Dataset content
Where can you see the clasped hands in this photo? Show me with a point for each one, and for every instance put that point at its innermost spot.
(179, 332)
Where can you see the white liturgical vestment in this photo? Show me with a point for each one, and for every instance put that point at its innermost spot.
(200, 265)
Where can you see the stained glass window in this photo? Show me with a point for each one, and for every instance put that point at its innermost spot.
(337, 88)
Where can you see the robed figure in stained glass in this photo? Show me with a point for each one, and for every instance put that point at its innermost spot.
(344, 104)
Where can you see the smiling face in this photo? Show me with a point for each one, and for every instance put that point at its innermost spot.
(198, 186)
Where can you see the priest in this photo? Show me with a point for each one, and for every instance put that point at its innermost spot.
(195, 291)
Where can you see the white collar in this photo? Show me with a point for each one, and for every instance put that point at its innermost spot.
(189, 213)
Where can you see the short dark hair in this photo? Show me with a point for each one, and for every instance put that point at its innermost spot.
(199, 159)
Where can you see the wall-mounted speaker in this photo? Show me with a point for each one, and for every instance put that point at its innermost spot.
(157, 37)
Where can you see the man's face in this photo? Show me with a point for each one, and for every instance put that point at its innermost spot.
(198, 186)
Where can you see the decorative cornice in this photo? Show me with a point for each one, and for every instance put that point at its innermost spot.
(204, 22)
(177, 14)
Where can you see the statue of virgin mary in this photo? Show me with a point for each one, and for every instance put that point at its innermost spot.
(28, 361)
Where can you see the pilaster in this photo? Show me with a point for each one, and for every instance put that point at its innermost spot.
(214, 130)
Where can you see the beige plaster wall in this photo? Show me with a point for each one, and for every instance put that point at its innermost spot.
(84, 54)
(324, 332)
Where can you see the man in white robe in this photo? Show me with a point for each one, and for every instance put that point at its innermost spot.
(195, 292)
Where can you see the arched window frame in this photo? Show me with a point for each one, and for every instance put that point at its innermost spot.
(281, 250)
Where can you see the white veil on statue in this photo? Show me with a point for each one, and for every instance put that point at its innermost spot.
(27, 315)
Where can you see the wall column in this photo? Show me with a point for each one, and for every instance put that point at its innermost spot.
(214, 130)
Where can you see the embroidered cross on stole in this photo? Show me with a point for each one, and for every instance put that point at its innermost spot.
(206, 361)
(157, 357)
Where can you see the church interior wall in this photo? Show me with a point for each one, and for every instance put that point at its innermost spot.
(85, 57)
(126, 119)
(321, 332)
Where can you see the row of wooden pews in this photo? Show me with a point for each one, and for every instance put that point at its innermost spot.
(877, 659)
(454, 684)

What you need to do
Could you rewrite the records from the line containing "Where can you see the church" through the end, changing "innermost spot" to "central spot" and leaving everything else as it is?

Response below
Where can you see the church interior wall in this photo? Show me with a point for each one, and for every instance put that point at its central spot.
(85, 57)
(126, 119)
(321, 332)
Where can you see the row of wooden pews in this photo? Show me with a point for each one, and for every instance put that point at its central spot.
(877, 659)
(454, 684)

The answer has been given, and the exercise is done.